## What you should do:
Retype the lines below exactly, covering only the stretch from the line containing "Exercise. Find the bare" through the line containing "(1042, 856)".

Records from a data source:
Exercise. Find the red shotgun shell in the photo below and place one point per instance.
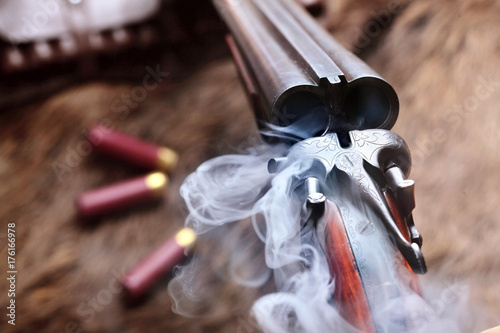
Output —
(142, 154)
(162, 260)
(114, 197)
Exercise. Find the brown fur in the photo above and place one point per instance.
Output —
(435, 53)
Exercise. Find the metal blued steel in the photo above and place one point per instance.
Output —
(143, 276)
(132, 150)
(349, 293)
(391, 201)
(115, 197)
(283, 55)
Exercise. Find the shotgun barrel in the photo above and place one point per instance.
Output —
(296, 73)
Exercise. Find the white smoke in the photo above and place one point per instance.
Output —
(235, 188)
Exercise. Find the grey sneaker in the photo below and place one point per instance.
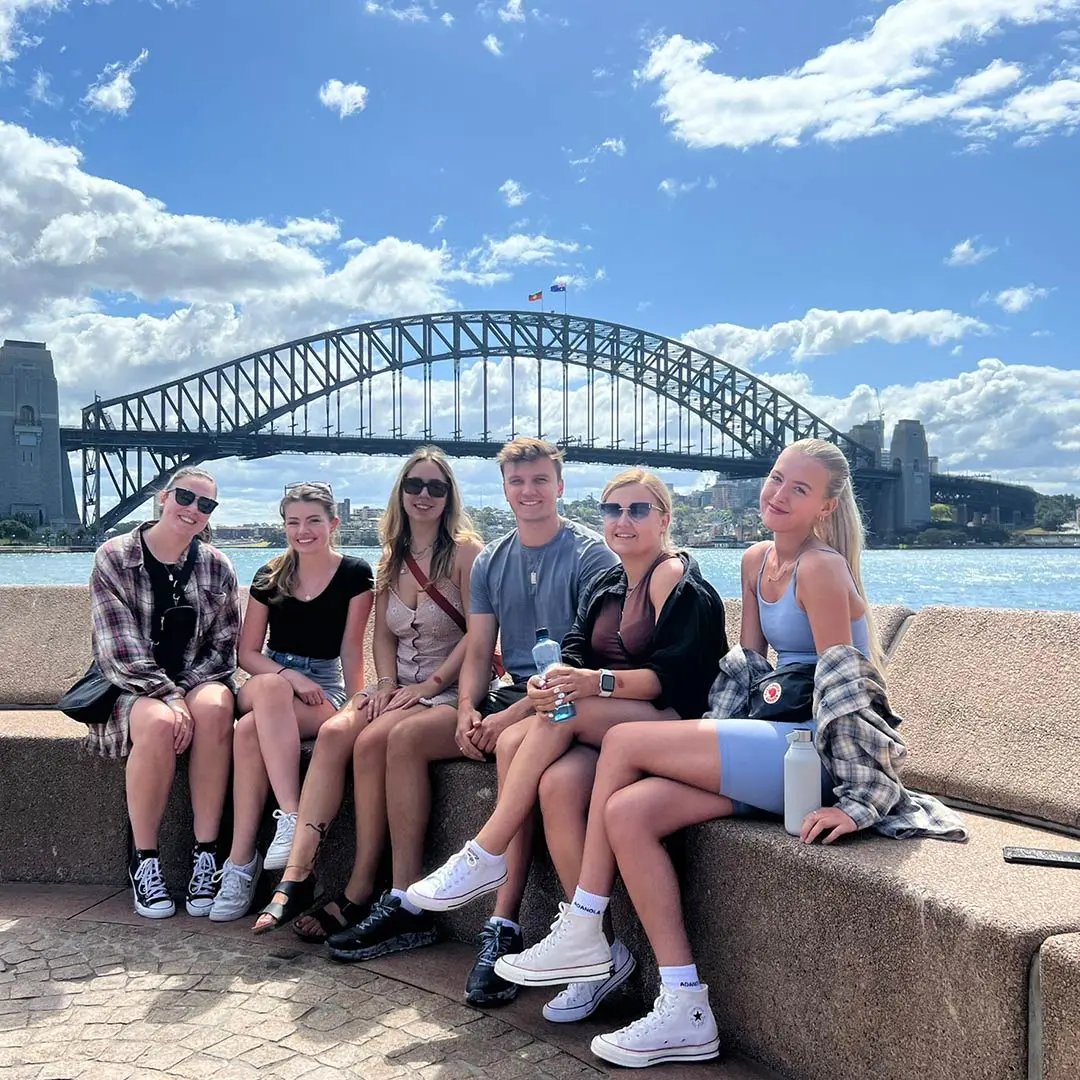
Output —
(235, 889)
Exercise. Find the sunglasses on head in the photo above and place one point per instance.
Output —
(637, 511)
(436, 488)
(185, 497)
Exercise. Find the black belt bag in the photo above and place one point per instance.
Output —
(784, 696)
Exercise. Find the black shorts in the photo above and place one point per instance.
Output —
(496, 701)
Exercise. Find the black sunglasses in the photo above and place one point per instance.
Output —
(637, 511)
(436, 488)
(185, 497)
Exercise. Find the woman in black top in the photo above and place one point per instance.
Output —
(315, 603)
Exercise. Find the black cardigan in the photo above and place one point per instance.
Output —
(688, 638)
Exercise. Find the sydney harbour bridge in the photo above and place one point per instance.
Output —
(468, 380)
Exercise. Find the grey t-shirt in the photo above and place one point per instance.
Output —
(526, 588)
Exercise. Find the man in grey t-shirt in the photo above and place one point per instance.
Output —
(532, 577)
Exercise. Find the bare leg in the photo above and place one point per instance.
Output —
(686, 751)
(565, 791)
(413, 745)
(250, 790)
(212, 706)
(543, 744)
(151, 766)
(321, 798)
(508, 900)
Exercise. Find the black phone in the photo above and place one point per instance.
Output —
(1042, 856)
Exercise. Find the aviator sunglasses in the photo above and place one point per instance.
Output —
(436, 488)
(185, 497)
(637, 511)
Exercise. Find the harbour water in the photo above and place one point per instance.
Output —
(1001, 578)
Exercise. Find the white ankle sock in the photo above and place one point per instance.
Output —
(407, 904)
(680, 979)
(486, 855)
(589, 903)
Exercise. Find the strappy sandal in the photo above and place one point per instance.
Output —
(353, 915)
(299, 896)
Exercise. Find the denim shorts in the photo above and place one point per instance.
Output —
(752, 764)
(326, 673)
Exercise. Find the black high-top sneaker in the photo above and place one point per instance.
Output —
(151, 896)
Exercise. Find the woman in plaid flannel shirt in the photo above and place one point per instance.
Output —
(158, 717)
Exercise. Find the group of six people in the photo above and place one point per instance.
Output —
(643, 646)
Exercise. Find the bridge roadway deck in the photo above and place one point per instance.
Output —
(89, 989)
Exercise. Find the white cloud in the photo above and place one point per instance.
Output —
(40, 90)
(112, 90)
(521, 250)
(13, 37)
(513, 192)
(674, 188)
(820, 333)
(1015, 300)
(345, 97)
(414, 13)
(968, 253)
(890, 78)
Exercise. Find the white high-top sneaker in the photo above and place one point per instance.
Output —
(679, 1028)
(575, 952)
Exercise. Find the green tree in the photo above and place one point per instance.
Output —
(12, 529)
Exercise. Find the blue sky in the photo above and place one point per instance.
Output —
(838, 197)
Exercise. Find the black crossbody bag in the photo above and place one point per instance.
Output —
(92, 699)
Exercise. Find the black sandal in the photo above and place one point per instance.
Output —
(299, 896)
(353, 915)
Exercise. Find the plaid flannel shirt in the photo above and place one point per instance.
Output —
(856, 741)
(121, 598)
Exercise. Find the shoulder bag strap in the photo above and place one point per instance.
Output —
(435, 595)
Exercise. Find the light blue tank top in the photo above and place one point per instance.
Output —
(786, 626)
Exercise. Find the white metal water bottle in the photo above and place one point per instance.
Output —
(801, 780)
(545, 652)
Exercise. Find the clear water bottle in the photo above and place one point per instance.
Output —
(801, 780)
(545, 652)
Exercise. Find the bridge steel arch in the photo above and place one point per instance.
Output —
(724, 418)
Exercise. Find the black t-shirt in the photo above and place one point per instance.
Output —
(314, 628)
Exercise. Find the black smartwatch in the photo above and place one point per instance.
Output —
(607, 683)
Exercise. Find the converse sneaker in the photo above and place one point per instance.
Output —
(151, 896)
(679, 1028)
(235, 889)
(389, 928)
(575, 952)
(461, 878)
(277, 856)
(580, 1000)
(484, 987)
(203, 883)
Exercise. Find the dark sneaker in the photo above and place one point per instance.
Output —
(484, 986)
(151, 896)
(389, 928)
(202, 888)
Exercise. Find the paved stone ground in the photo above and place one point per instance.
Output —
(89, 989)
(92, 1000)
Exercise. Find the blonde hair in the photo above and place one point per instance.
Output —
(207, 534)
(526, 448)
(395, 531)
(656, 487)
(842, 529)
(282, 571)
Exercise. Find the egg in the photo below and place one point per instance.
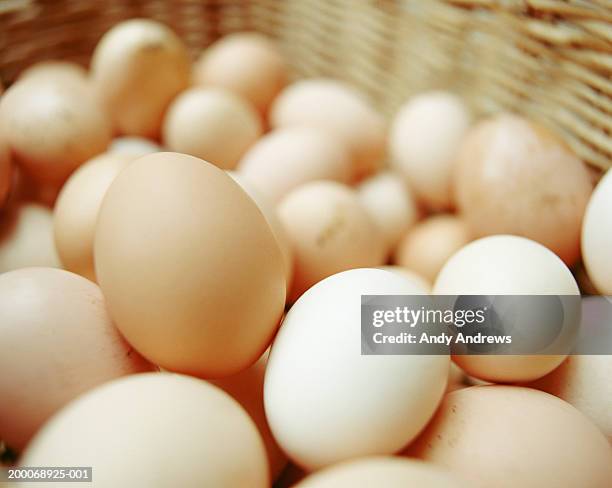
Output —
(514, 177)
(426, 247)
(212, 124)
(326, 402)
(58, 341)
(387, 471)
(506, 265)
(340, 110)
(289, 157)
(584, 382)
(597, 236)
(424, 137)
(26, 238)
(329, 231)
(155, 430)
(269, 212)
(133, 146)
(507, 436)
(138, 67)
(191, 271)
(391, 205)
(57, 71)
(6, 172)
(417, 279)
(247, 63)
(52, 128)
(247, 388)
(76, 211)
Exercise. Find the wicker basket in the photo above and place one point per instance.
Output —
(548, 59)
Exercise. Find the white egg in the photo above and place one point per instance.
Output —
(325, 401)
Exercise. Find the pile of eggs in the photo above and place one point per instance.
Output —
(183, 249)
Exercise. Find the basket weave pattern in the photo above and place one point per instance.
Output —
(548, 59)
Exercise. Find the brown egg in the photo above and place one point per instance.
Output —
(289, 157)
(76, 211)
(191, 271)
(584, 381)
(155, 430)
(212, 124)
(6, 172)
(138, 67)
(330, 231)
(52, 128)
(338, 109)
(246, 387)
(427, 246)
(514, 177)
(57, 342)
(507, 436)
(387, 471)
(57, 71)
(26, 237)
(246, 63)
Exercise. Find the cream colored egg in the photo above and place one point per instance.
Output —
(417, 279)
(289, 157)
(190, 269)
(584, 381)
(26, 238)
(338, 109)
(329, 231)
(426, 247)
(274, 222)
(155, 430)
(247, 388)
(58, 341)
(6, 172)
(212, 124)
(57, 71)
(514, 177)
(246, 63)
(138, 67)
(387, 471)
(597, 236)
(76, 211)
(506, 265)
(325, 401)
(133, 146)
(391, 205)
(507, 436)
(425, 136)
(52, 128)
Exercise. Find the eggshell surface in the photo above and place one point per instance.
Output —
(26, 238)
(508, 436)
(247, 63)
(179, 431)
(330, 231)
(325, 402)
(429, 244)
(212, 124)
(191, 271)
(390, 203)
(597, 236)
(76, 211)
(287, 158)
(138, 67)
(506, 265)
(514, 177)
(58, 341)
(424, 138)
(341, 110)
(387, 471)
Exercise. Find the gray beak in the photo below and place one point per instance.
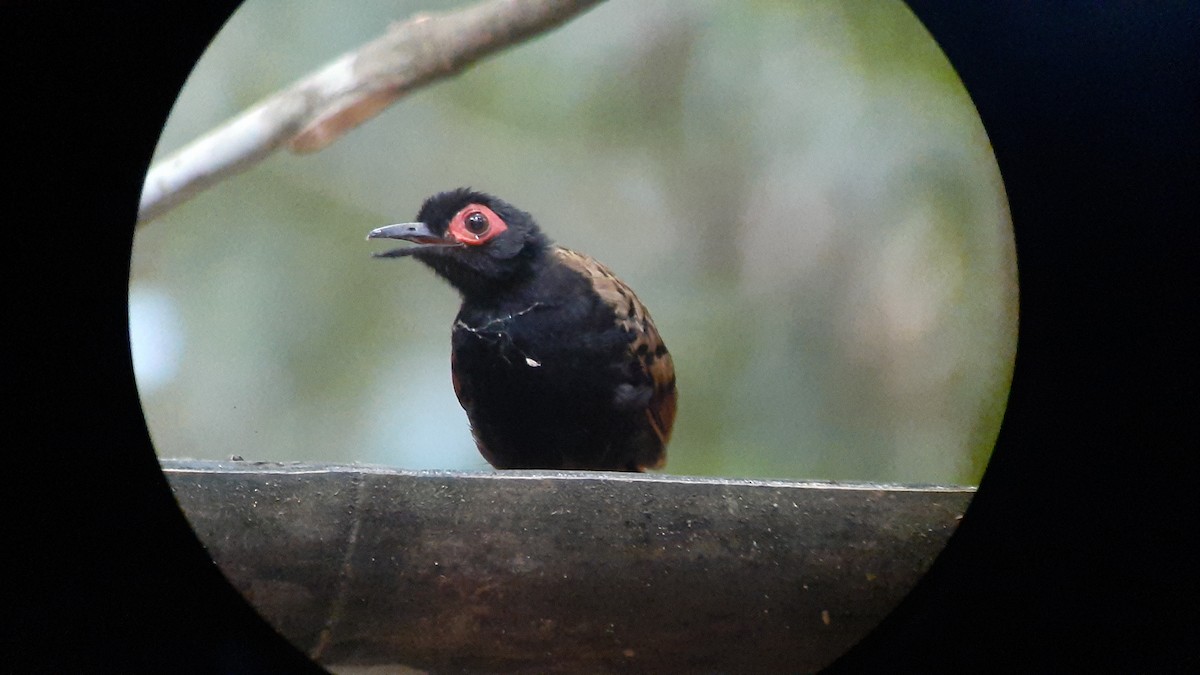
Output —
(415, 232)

## Correct answer:
Exercise. Find the bare leg in the photo above and place one point per instance.
Output —
(686, 751)
(565, 791)
(413, 745)
(250, 790)
(212, 706)
(543, 744)
(151, 766)
(321, 798)
(508, 900)
Exercise. Find the black phone in the photo above and place one point per instance.
Output —
(1042, 856)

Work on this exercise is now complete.